Objective 1:
Restate the paragraph of the density Hales–Jewett excerpt that begins "To show that a certain combinatorial object exists" as a short bulleted list that keeps its main facts.
Objective 2:
Answer the following questions using the density Hales–Jewett excerpt below.
(a) When passing to a $d$-dimensional subspace $\sigma$, which set $A'$ is considered, and as a subset of what?
(b) What is named as the basic strategy for the proof of DHJ($k$)?
(c) In the most obvious way of choosing a line over $[3]^n$, from which set is the line template $\lambda$ chosen uniformly at random?
Objective 3:
Duplicate the part of the density Hales–Jewett excerpt that opens with the words containing "This isomorphism is" and closes with "dependence on $d$).".

Given passage:

◆ ◆ ◆ ◆ ◆

This isomorphism is useful because it allows us to ``pass to subspaces* when looking for combinatorial lines (or subspace) in a subset $A \subseteq [k]^n$. By this we mean the following: Given a $d$-dimensional subspace $\sigma$ of $[k]^n$, passing to a $\sigma$ means considering $A' = A \cap \sigma$ and as a subset of $[k]^d$. Note that if we manage to find a line (or subspace) contained in $A'$, this maps back to a line (subspace) contained in $A$. This is helpful is $A'$ has some kind of improved ``structure*; e.g., a higher density (within $[k]^d$). Indeed, finding density increments on subspaces is the basic strategy for our proof of DHJ($k$); see Section~\ref{sec:outline}. The technique also gives an easy method for deducing mDHJ($k$) from DHJ($k$) (although with very poor quantitative dependence on $d$).

When passing to a subspace, we will henceforth not make make a distinction between $A$ and $A'$, writing $A$ for both.

\subsection{Probabilistic DHJ}
To show that a certain combinatorial object exists, the Probabilistic Method suggests choosing it a random. Could this work for the density Hales--Jewett theorem? A difficulty is that it is not immediately clear how one should choose a random combinatorial line. The most obvious way to choose a line over $[3]^n$, say, is to simply choose a line template $\lambda \in [4]^n$ uniformly at random (taking care of the extremely unlikely chance of a degenerate template). Unfortunately this has no real chance of working because the uniform distribution on lines is not ``compatible* with the uniform distribution on points. *

\ignore{Before clarifying this point, let us introduce some notation. We write $\mu_{\Omega}$ for the uniform probability distribution on $\Omega$\noteryan{not bothering to point out that $\Omega$ will always denote a finite set} and $\mu_k$ in the case $\Omega = [k]$. We will also write $\mu_\Omega^{\otimes n}$ for the associated product distribution on $\Omega^n$, which is just the uniform distribution. Given $A \subseteq \Omega^n$ we write \[ \mu_\Omega^{\otimes n}(A) = \Prx_{x \sim \Omega^{\otimes n}(A)}[x \in A], \] for the (uniform-distribution) density of $A$ in $\Omega^n$. We will also write this as $\mu_\Omega(A)$ or even just $\mu(A)$ when the meaning is clear from context.

◆ ◆ ◆ ◆ ◆

Entries provided:
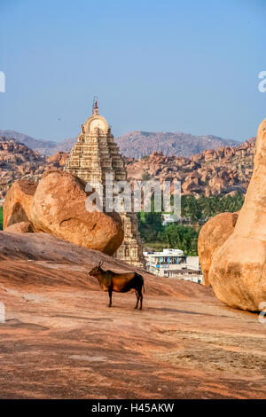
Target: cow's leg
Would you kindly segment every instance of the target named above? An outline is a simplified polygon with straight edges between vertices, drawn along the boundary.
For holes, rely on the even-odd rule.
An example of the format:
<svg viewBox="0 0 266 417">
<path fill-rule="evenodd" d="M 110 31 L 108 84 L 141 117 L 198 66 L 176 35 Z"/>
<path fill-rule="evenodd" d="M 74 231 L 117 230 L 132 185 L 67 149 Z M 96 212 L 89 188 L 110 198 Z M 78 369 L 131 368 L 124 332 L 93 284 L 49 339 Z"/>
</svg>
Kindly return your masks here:
<svg viewBox="0 0 266 417">
<path fill-rule="evenodd" d="M 108 294 L 109 294 L 109 304 L 108 307 L 112 307 L 112 293 L 113 293 L 113 288 L 108 289 Z"/>
<path fill-rule="evenodd" d="M 140 288 L 140 290 L 138 291 L 138 297 L 139 297 L 139 300 L 140 300 L 140 306 L 139 306 L 139 310 L 142 310 L 142 300 L 143 300 L 143 295 L 142 295 L 142 289 Z"/>
<path fill-rule="evenodd" d="M 137 289 L 135 290 L 135 294 L 136 294 L 136 296 L 137 296 L 137 304 L 135 305 L 134 308 L 135 308 L 135 310 L 137 310 L 137 307 L 138 307 L 138 302 L 139 302 L 138 291 Z"/>
</svg>

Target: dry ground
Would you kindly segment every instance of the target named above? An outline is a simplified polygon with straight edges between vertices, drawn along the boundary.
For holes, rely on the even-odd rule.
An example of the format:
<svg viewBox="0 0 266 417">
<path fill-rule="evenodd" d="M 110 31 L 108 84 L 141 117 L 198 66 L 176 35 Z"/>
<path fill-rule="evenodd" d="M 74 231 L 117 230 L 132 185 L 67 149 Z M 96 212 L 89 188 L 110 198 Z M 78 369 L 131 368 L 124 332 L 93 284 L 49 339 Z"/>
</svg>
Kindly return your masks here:
<svg viewBox="0 0 266 417">
<path fill-rule="evenodd" d="M 87 271 L 126 265 L 43 233 L 0 233 L 1 398 L 266 397 L 266 325 L 199 284 L 145 274 L 107 295 Z"/>
</svg>

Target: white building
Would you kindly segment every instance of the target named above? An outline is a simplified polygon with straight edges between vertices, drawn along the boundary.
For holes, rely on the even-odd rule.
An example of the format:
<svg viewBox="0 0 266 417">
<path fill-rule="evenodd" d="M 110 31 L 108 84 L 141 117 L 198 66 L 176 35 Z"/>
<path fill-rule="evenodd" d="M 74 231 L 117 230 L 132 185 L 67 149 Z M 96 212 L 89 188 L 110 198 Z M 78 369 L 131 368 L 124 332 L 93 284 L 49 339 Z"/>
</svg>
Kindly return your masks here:
<svg viewBox="0 0 266 417">
<path fill-rule="evenodd" d="M 180 249 L 144 252 L 148 272 L 166 278 L 179 278 L 201 283 L 199 256 L 186 256 Z"/>
</svg>

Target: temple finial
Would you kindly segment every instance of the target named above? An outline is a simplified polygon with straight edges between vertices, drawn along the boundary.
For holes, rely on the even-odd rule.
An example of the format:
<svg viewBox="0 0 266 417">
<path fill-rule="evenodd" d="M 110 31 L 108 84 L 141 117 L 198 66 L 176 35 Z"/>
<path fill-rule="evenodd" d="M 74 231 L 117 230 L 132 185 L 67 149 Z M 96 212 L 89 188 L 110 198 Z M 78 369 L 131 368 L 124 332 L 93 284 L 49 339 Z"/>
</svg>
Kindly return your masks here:
<svg viewBox="0 0 266 417">
<path fill-rule="evenodd" d="M 98 114 L 98 101 L 97 97 L 94 97 L 93 99 L 93 108 L 92 108 L 93 114 Z"/>
</svg>

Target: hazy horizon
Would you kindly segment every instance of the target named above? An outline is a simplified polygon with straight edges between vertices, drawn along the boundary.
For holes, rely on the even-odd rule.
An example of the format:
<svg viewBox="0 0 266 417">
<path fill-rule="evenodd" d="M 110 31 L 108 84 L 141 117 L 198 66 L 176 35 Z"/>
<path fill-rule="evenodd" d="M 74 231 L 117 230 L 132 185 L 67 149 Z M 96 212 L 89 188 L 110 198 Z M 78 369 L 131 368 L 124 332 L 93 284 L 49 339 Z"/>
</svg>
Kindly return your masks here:
<svg viewBox="0 0 266 417">
<path fill-rule="evenodd" d="M 115 137 L 248 139 L 266 117 L 265 20 L 263 0 L 2 0 L 0 128 L 74 138 L 98 95 Z"/>
</svg>

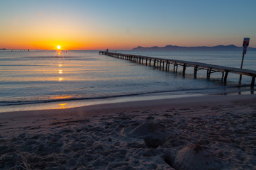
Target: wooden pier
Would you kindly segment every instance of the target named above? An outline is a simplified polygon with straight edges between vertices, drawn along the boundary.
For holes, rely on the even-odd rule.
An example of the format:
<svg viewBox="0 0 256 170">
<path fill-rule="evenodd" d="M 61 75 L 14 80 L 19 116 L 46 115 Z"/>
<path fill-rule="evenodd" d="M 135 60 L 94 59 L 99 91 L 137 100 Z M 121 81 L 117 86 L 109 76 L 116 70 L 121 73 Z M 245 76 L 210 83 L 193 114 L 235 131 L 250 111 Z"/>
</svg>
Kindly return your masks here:
<svg viewBox="0 0 256 170">
<path fill-rule="evenodd" d="M 196 74 L 199 70 L 204 69 L 207 71 L 206 78 L 210 79 L 211 74 L 214 72 L 221 72 L 221 81 L 223 81 L 224 84 L 226 84 L 228 73 L 235 73 L 240 75 L 245 75 L 252 76 L 251 88 L 253 89 L 255 82 L 256 71 L 252 69 L 238 69 L 234 67 L 209 64 L 202 62 L 189 62 L 179 60 L 170 60 L 155 58 L 142 55 L 126 55 L 116 52 L 108 52 L 105 51 L 100 51 L 99 54 L 113 57 L 116 58 L 124 59 L 130 60 L 133 62 L 140 63 L 148 66 L 153 66 L 160 69 L 169 71 L 170 64 L 173 65 L 174 72 L 177 72 L 178 66 L 182 67 L 183 74 L 184 75 L 186 68 L 188 67 L 193 67 L 194 77 L 196 78 Z"/>
</svg>

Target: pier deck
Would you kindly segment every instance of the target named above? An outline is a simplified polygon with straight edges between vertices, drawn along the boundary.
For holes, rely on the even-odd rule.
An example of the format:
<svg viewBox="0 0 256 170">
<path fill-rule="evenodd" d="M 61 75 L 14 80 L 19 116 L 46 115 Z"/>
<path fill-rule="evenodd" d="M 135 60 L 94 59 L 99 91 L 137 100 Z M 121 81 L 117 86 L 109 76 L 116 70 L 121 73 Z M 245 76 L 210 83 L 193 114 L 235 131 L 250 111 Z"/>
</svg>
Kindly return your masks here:
<svg viewBox="0 0 256 170">
<path fill-rule="evenodd" d="M 255 82 L 256 71 L 252 69 L 238 69 L 235 67 L 224 67 L 219 65 L 210 64 L 203 62 L 189 62 L 172 59 L 156 58 L 142 55 L 127 55 L 116 52 L 108 52 L 100 51 L 99 54 L 113 57 L 116 58 L 124 59 L 137 63 L 145 64 L 145 65 L 158 67 L 160 69 L 169 72 L 170 64 L 173 64 L 173 71 L 177 72 L 178 66 L 183 68 L 183 74 L 185 74 L 186 67 L 194 67 L 194 76 L 196 78 L 197 71 L 201 69 L 207 70 L 206 78 L 210 79 L 211 74 L 214 72 L 221 72 L 221 80 L 224 84 L 226 84 L 228 73 L 235 73 L 240 75 L 252 76 L 251 88 L 253 89 Z"/>
</svg>

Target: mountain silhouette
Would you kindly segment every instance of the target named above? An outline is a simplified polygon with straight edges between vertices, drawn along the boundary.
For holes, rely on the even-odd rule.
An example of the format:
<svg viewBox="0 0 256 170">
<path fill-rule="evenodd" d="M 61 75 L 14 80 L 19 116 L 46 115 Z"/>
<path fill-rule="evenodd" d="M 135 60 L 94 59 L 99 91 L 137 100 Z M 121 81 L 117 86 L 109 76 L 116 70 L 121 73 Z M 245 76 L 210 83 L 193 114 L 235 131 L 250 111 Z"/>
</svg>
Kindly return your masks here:
<svg viewBox="0 0 256 170">
<path fill-rule="evenodd" d="M 177 45 L 168 45 L 165 47 L 153 46 L 151 47 L 145 47 L 138 46 L 137 47 L 133 48 L 132 50 L 243 50 L 243 47 L 238 47 L 235 45 L 216 45 L 213 47 L 207 46 L 199 46 L 199 47 L 182 47 Z M 248 50 L 256 50 L 256 48 L 248 47 Z"/>
</svg>

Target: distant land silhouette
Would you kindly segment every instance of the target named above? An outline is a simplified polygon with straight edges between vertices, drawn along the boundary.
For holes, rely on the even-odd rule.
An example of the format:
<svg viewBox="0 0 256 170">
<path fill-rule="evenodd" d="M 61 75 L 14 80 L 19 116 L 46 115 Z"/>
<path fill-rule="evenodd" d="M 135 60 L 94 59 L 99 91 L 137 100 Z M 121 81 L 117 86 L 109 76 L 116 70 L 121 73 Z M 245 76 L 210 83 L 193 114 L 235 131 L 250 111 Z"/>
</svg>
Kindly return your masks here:
<svg viewBox="0 0 256 170">
<path fill-rule="evenodd" d="M 238 47 L 235 45 L 217 45 L 213 47 L 207 46 L 199 46 L 199 47 L 182 47 L 177 45 L 168 45 L 165 47 L 157 47 L 154 46 L 151 47 L 144 47 L 138 46 L 137 47 L 133 48 L 132 50 L 218 50 L 218 51 L 242 51 L 243 47 Z M 256 50 L 256 48 L 248 47 L 247 50 Z"/>
</svg>

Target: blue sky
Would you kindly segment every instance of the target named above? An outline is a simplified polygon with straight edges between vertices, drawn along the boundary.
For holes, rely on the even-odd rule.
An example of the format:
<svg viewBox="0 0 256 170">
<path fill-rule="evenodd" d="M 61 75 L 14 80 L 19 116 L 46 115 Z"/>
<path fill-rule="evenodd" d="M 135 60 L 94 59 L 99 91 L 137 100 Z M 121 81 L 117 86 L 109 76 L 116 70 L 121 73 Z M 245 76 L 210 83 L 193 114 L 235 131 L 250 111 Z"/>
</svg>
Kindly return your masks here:
<svg viewBox="0 0 256 170">
<path fill-rule="evenodd" d="M 52 42 L 79 49 L 241 46 L 245 37 L 256 47 L 255 7 L 255 0 L 4 0 L 0 47 Z"/>
</svg>

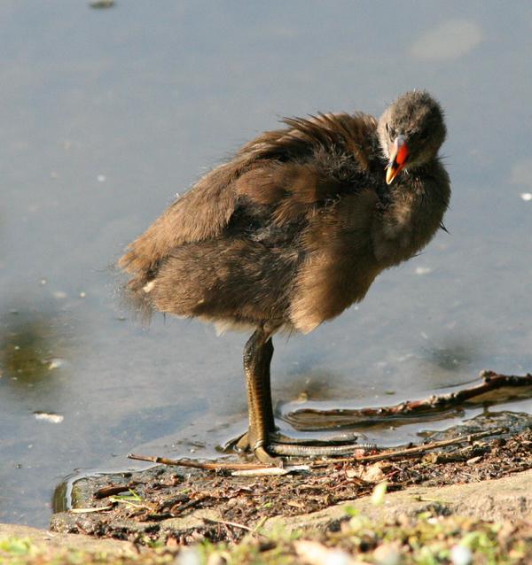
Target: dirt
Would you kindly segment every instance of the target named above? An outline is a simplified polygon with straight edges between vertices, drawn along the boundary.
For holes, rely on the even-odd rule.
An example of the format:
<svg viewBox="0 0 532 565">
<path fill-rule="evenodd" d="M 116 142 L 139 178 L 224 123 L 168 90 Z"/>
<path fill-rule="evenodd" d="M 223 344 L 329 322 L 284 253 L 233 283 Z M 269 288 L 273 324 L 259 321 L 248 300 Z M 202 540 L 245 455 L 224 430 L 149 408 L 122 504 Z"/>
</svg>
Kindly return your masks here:
<svg viewBox="0 0 532 565">
<path fill-rule="evenodd" d="M 495 430 L 497 423 L 485 425 Z M 520 428 L 519 433 L 415 457 L 367 463 L 331 461 L 309 472 L 282 476 L 232 476 L 228 472 L 160 466 L 135 474 L 84 478 L 74 484 L 73 491 L 74 507 L 84 510 L 55 515 L 51 529 L 139 544 L 236 542 L 274 516 L 278 522 L 297 522 L 296 516 L 367 497 L 383 481 L 389 492 L 412 485 L 479 483 L 530 469 L 532 426 L 527 421 Z M 458 428 L 454 433 L 463 431 Z M 112 491 L 102 492 L 107 487 Z M 98 491 L 103 498 L 97 498 Z M 330 528 L 331 521 L 325 522 Z"/>
</svg>

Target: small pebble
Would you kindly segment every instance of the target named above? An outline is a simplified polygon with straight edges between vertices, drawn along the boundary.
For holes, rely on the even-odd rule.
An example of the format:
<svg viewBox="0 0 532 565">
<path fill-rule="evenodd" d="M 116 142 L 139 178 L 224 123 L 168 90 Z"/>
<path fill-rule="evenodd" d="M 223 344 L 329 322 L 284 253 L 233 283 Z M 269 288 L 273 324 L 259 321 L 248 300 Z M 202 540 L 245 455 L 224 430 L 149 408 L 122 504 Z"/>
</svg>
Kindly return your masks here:
<svg viewBox="0 0 532 565">
<path fill-rule="evenodd" d="M 450 550 L 450 561 L 452 565 L 470 565 L 473 563 L 473 553 L 466 546 L 455 546 Z"/>
<path fill-rule="evenodd" d="M 471 459 L 468 459 L 468 460 L 466 461 L 466 463 L 467 465 L 473 466 L 473 465 L 474 465 L 475 463 L 478 463 L 478 462 L 481 461 L 481 459 L 482 459 L 482 456 L 481 456 L 481 455 L 478 455 L 477 457 L 472 457 Z"/>
<path fill-rule="evenodd" d="M 65 419 L 59 414 L 51 414 L 48 412 L 34 412 L 35 420 L 43 420 L 44 422 L 50 422 L 50 423 L 61 423 Z"/>
<path fill-rule="evenodd" d="M 202 560 L 196 547 L 186 547 L 179 552 L 176 565 L 201 565 Z"/>
<path fill-rule="evenodd" d="M 432 273 L 430 267 L 416 267 L 416 275 L 428 275 Z"/>
</svg>

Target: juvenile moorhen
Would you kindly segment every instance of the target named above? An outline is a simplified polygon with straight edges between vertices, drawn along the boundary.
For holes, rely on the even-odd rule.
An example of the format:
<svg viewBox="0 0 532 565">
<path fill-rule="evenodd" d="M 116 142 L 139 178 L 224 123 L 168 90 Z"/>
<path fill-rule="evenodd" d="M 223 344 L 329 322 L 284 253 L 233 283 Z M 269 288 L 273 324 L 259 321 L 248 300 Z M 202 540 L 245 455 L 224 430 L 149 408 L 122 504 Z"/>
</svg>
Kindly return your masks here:
<svg viewBox="0 0 532 565">
<path fill-rule="evenodd" d="M 400 96 L 379 120 L 356 112 L 284 122 L 201 178 L 119 262 L 145 311 L 254 330 L 239 445 L 274 464 L 306 452 L 275 432 L 272 335 L 308 333 L 362 300 L 380 271 L 442 227 L 450 196 L 437 155 L 443 113 L 426 91 Z"/>
</svg>

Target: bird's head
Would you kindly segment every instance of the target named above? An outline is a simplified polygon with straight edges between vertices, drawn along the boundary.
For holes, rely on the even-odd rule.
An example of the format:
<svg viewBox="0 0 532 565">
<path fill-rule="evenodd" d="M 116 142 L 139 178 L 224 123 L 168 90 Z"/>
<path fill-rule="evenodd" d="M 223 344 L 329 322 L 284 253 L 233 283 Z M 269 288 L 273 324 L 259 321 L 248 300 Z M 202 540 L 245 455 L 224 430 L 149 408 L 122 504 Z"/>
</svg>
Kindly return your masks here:
<svg viewBox="0 0 532 565">
<path fill-rule="evenodd" d="M 387 108 L 378 131 L 388 160 L 386 182 L 391 184 L 403 169 L 413 169 L 434 159 L 445 139 L 443 112 L 428 92 L 411 90 Z"/>
</svg>

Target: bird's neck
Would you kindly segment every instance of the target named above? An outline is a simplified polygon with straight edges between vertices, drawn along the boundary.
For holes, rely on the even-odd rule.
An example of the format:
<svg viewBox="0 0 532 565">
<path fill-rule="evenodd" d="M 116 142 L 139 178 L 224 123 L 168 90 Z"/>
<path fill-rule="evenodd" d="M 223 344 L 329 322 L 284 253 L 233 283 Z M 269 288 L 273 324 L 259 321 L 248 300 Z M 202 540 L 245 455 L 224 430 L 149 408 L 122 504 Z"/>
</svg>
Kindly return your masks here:
<svg viewBox="0 0 532 565">
<path fill-rule="evenodd" d="M 377 259 L 391 266 L 415 255 L 440 227 L 450 197 L 449 176 L 438 159 L 403 173 L 375 218 Z"/>
</svg>

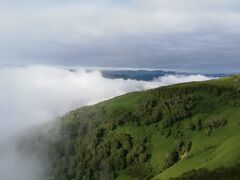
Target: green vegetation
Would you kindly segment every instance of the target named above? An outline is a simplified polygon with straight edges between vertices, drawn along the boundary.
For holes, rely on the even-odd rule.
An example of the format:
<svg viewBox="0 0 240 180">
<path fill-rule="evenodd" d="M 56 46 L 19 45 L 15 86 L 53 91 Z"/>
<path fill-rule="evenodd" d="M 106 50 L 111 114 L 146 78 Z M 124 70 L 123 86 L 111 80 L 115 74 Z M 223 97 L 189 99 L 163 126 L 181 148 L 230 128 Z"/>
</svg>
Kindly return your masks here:
<svg viewBox="0 0 240 180">
<path fill-rule="evenodd" d="M 239 89 L 234 76 L 72 111 L 61 118 L 58 138 L 47 142 L 49 179 L 231 177 L 240 163 Z"/>
</svg>

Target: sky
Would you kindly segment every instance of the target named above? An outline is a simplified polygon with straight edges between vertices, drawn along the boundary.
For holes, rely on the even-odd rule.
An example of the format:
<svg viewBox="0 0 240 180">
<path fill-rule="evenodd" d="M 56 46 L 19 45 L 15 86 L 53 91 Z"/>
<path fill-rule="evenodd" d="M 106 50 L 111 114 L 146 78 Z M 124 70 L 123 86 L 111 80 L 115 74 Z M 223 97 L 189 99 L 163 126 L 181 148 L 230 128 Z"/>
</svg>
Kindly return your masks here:
<svg viewBox="0 0 240 180">
<path fill-rule="evenodd" d="M 0 0 L 0 65 L 239 72 L 238 0 Z"/>
</svg>

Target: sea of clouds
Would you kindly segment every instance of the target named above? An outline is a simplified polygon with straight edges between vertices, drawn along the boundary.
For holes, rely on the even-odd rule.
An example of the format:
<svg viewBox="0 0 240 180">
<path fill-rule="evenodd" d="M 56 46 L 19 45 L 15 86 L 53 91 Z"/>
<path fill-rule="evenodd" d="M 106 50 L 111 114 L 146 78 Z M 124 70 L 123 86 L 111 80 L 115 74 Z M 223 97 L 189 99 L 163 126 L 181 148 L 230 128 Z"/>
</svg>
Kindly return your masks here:
<svg viewBox="0 0 240 180">
<path fill-rule="evenodd" d="M 100 71 L 52 66 L 0 69 L 0 179 L 40 180 L 43 167 L 34 156 L 21 156 L 15 136 L 70 110 L 124 93 L 170 84 L 205 81 L 203 75 L 167 75 L 153 81 L 104 78 Z"/>
</svg>

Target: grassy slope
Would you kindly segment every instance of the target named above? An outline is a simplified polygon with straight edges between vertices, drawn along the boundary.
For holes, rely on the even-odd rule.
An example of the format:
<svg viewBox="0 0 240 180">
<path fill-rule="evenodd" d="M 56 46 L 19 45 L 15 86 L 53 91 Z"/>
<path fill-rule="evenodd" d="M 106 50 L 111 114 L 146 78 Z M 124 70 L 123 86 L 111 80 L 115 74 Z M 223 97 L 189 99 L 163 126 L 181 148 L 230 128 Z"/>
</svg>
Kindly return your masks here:
<svg viewBox="0 0 240 180">
<path fill-rule="evenodd" d="M 198 86 L 201 87 L 199 90 Z M 186 83 L 145 92 L 130 93 L 99 103 L 95 106 L 78 109 L 72 113 L 78 114 L 82 122 L 86 121 L 85 123 L 89 123 L 87 122 L 89 121 L 89 115 L 93 114 L 93 119 L 97 117 L 98 121 L 104 121 L 106 124 L 108 119 L 116 118 L 125 111 L 135 111 L 139 104 L 155 98 L 154 96 L 157 91 L 195 87 L 196 90 L 194 90 L 193 94 L 201 95 L 203 98 L 197 102 L 192 110 L 193 115 L 181 119 L 180 124 L 178 124 L 180 127 L 176 127 L 183 131 L 183 138 L 187 138 L 192 142 L 192 148 L 190 152 L 188 152 L 187 158 L 183 157 L 173 166 L 164 169 L 164 160 L 167 153 L 176 146 L 176 139 L 171 136 L 166 137 L 162 134 L 161 130 L 159 130 L 161 128 L 161 122 L 140 126 L 127 122 L 107 132 L 104 139 L 111 139 L 112 135 L 118 133 L 130 134 L 139 141 L 148 137 L 150 139 L 148 149 L 151 153 L 151 158 L 148 162 L 152 166 L 152 176 L 154 179 L 176 177 L 193 168 L 207 167 L 214 169 L 219 166 L 232 166 L 240 163 L 240 106 L 231 106 L 231 102 L 222 103 L 222 101 L 219 100 L 221 97 L 212 95 L 204 89 L 204 86 L 215 86 L 219 88 L 234 87 L 235 78 L 230 77 L 208 82 Z M 236 98 L 239 98 L 238 92 L 235 91 L 235 93 L 237 95 Z M 234 100 L 236 101 L 236 99 Z M 240 99 L 238 99 L 238 101 L 240 101 Z M 101 112 L 102 109 L 105 111 L 104 115 Z M 206 135 L 204 130 L 191 131 L 187 128 L 189 122 L 195 122 L 200 117 L 204 118 L 204 121 L 208 121 L 215 116 L 221 116 L 227 119 L 228 123 L 222 128 L 213 130 L 210 136 Z M 71 113 L 63 119 L 65 124 L 76 121 L 76 118 L 71 117 Z M 174 124 L 173 128 L 174 126 L 177 125 Z M 117 179 L 126 180 L 138 178 L 129 176 L 127 170 L 122 170 L 118 172 Z"/>
</svg>

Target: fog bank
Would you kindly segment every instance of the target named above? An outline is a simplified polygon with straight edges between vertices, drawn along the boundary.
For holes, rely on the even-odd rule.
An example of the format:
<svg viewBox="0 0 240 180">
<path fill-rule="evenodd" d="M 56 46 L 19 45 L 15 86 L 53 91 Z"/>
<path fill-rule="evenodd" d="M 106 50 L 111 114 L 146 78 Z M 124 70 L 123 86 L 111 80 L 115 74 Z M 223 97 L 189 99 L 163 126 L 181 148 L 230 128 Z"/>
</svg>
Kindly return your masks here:
<svg viewBox="0 0 240 180">
<path fill-rule="evenodd" d="M 202 75 L 169 75 L 154 81 L 107 79 L 100 71 L 50 66 L 0 69 L 0 174 L 3 180 L 40 180 L 44 168 L 34 152 L 23 156 L 14 136 L 70 110 L 127 92 L 209 80 Z"/>
</svg>

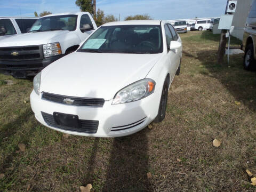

◆ ◆ ◆ ◆ ◆

Expected answer 1:
- The Probabilistic Method suggests proving that a combinatorial object exists by choosing it at random.
- For the density Hales–Jewett theorem, it is not immediately clear how to choose a random combinatorial line.
- The most obvious way to choose a line over $[3]^n$ is to choose a line template $\lambda \in [4]^n$ uniformly at random, allowing for the extremely unlikely chance of a degenerate template.
- This has no real chance of working, because the uniform distribution on lines is not "compatible" with the uniform distribution on points.

Expected answer 2:
(a) $A' = A \cap \sigma$, considered as a subset of $[k]^d$.
(b) Finding density increments on subspaces.
(c) $[4]^n$.

Expected answer 3:
This isomorphism is useful because it allows us to ``pass to subspaces* when looking for combinatorial lines (or subspace) in a subset $A \subseteq [k]^n$. By this we mean the following: Given a $d$-dimensional subspace $\sigma$ of $[k]^n$, passing to a $\sigma$ means considering $A' = A \cap \sigma$ and as a subset of $[k]^d$. Note that if we manage to find a line (or subspace) contained in $A'$, this maps back to a line (subspace) contained in $A$. This is helpful is $A'$ has some kind of improved ``structure*; e.g., a higher density (within $[k]^d$). Indeed, finding density increments on subspaces is the basic strategy for our proof of DHJ($k$); see Section~\ref{sec:outline}. The technique also gives an easy method for deducing mDHJ($k$) from DHJ($k$) (although with very poor quantitative dependence on $d$).